**Objective:**
Pick out each line in the items below that contains the word "inflatable" and copy those lines.

(Recorded data)
▽
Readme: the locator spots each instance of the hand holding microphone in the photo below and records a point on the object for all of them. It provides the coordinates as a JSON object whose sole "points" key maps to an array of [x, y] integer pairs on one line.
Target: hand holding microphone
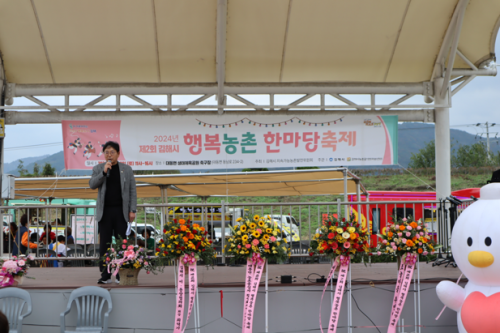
{"points": [[107, 168]]}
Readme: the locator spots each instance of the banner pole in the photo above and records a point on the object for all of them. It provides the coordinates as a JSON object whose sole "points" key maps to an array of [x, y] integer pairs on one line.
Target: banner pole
{"points": [[267, 297]]}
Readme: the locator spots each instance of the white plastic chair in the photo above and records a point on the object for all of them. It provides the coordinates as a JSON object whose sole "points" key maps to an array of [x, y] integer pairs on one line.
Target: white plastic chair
{"points": [[90, 305], [13, 302]]}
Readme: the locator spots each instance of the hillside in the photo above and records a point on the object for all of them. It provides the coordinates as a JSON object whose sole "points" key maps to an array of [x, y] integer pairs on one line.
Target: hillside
{"points": [[412, 138]]}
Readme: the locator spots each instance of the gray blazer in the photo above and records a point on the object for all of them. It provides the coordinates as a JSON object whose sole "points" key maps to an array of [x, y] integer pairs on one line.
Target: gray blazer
{"points": [[129, 194]]}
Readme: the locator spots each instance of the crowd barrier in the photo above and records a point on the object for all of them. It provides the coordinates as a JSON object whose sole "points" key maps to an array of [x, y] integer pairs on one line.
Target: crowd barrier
{"points": [[297, 222]]}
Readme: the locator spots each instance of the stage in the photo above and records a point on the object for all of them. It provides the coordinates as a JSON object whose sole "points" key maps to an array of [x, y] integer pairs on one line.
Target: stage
{"points": [[292, 307]]}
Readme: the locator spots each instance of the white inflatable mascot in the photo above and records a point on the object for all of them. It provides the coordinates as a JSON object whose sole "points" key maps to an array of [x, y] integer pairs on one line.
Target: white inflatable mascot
{"points": [[475, 243]]}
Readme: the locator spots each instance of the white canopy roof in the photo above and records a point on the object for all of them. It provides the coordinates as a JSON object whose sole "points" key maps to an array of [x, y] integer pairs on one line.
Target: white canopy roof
{"points": [[175, 41]]}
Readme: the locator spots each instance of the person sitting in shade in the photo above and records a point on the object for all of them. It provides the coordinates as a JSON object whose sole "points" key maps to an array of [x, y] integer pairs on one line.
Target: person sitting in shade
{"points": [[71, 239], [61, 249], [52, 235], [21, 243]]}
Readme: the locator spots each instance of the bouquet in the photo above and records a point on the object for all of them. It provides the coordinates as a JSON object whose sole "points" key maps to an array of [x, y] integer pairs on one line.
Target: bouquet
{"points": [[258, 236], [340, 238], [122, 254], [187, 241], [16, 266], [405, 236]]}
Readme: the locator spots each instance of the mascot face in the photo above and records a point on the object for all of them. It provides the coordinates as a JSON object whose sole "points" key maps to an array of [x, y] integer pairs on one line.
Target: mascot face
{"points": [[475, 241]]}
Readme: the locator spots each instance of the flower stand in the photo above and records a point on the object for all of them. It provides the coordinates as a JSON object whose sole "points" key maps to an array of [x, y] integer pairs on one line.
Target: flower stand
{"points": [[129, 276]]}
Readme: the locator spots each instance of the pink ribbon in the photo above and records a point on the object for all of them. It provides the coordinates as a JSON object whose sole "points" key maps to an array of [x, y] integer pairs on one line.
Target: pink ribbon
{"points": [[339, 293], [444, 307], [190, 261], [330, 276], [402, 287], [255, 267], [7, 280]]}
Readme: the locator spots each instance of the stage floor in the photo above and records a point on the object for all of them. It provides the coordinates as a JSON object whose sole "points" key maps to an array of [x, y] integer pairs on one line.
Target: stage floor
{"points": [[228, 276]]}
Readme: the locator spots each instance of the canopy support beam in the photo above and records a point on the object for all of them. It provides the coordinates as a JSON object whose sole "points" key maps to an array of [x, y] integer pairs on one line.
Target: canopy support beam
{"points": [[15, 117], [221, 52], [442, 133]]}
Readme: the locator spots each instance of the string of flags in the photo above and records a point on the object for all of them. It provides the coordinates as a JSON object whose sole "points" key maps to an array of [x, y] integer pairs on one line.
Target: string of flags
{"points": [[249, 121]]}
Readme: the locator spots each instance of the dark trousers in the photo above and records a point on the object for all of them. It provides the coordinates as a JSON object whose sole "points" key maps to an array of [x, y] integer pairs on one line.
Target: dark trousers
{"points": [[112, 222]]}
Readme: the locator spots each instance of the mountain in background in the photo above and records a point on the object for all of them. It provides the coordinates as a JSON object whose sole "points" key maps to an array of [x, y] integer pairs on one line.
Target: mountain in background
{"points": [[411, 138], [414, 136]]}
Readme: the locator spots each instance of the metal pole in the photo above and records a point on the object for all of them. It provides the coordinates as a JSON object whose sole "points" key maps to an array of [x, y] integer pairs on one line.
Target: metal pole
{"points": [[267, 297], [442, 133], [346, 207], [223, 230]]}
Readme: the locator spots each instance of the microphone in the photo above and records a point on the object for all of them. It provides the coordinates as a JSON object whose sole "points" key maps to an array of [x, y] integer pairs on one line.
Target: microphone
{"points": [[108, 172]]}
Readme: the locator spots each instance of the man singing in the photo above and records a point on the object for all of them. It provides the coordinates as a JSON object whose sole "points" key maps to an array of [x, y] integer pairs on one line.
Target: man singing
{"points": [[116, 201]]}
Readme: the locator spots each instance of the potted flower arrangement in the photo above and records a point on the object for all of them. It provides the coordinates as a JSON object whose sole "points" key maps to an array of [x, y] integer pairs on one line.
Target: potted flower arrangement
{"points": [[257, 241], [406, 239], [341, 241], [128, 260], [186, 243], [14, 270], [258, 237]]}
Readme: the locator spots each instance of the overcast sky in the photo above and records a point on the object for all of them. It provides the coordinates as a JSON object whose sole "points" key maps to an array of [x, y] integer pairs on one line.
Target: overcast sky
{"points": [[478, 102]]}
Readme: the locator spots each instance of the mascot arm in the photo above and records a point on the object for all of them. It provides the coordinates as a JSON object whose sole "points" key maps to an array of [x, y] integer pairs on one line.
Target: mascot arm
{"points": [[451, 294]]}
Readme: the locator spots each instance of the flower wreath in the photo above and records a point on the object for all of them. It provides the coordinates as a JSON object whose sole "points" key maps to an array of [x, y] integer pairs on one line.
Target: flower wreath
{"points": [[340, 238], [257, 238]]}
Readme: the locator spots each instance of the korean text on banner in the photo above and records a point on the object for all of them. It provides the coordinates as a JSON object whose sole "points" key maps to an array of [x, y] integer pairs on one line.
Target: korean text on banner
{"points": [[232, 141]]}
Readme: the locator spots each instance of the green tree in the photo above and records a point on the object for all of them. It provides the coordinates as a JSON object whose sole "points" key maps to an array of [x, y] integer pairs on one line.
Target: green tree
{"points": [[48, 170], [36, 170], [425, 158], [20, 168]]}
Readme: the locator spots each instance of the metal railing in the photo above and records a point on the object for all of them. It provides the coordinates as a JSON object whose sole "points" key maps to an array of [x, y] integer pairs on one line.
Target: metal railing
{"points": [[297, 222]]}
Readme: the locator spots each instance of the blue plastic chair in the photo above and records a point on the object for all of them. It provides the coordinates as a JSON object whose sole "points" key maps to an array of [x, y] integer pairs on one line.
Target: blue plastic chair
{"points": [[13, 302], [89, 304]]}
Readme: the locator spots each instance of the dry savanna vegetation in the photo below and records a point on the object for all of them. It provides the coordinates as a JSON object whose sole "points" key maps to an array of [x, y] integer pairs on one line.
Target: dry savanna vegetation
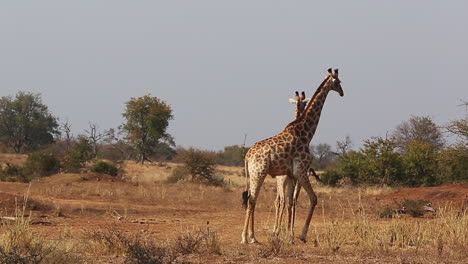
{"points": [[138, 217]]}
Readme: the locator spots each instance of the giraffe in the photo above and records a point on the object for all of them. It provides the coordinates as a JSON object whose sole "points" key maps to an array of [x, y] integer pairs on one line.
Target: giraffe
{"points": [[283, 183], [286, 153]]}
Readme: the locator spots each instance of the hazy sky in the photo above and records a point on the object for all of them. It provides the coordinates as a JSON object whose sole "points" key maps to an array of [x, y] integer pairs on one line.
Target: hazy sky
{"points": [[228, 67]]}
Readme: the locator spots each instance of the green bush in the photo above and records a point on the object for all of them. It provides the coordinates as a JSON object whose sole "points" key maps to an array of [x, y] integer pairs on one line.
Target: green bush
{"points": [[331, 177], [178, 174], [201, 166], [420, 164], [41, 164], [80, 152], [453, 164], [104, 167], [13, 173]]}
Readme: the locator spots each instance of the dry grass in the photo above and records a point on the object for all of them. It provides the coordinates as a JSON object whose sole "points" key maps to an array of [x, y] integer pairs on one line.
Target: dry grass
{"points": [[345, 228]]}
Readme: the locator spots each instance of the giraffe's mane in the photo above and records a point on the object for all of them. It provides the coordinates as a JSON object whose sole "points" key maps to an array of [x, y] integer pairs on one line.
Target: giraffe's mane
{"points": [[309, 105]]}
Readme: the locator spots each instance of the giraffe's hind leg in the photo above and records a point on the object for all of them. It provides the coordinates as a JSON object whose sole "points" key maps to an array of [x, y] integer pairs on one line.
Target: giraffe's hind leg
{"points": [[300, 172], [255, 186], [279, 203]]}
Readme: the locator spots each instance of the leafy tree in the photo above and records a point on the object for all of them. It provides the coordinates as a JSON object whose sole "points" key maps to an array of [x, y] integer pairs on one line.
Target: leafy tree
{"points": [[26, 123], [420, 128], [343, 146], [323, 155], [420, 164], [232, 155], [101, 166], [381, 164], [459, 128], [201, 166], [80, 152], [453, 161], [352, 165], [94, 136], [41, 163], [147, 119], [453, 164]]}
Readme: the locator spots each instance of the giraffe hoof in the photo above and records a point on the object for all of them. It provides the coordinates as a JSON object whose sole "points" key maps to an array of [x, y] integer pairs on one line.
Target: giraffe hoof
{"points": [[303, 239]]}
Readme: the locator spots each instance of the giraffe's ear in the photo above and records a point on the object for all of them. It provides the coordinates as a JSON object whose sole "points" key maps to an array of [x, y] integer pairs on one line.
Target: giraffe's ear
{"points": [[336, 72]]}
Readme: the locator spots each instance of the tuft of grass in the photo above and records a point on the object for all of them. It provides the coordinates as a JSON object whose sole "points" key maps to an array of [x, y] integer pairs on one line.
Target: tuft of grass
{"points": [[19, 244], [274, 246], [414, 207]]}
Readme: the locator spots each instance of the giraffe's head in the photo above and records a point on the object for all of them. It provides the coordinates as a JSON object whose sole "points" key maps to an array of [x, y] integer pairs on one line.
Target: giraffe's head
{"points": [[332, 82], [300, 101]]}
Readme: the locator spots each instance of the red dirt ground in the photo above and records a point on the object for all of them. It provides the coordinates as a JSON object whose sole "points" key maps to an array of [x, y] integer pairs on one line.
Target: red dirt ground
{"points": [[68, 214], [456, 194]]}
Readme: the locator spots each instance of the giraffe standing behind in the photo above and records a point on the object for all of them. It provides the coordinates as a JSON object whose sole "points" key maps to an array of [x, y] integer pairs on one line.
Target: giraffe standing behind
{"points": [[286, 153], [284, 184]]}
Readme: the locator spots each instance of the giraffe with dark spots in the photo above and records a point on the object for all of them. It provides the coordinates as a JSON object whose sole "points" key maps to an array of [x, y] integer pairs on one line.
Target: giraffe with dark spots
{"points": [[261, 159]]}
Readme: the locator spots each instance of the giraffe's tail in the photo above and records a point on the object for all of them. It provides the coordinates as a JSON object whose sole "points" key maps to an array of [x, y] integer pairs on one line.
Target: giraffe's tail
{"points": [[245, 194]]}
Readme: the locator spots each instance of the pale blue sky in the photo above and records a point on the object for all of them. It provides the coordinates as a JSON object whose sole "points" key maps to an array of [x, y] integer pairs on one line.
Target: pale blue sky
{"points": [[229, 67]]}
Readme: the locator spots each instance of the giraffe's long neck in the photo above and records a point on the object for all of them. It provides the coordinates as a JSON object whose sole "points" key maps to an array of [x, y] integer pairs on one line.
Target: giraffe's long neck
{"points": [[311, 116]]}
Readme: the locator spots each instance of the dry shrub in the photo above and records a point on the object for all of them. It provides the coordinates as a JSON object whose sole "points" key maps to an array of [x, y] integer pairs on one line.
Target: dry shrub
{"points": [[414, 207], [198, 241], [137, 248], [111, 241], [188, 243]]}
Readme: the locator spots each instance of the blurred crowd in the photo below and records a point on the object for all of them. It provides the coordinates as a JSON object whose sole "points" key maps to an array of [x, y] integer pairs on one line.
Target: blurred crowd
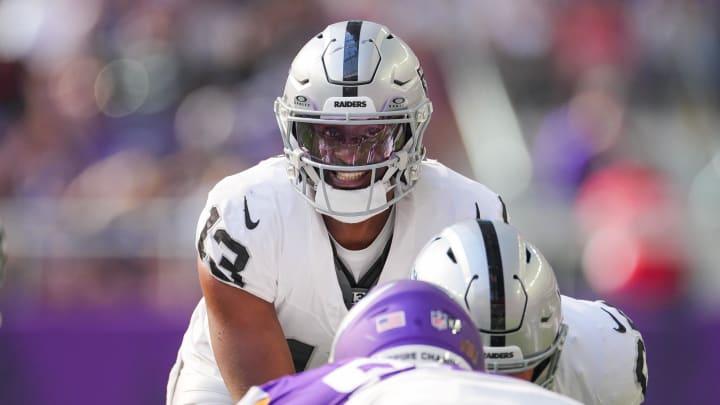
△
**Task solution:**
Readme: the locator spots each instance of the white inflatable mascot in the photo above and records a point on the object for all of them. It provides the coordinates as a JSON object whose sole "points" key maps to an array of [x, y] integer pairs on one line.
Target: white inflatable mascot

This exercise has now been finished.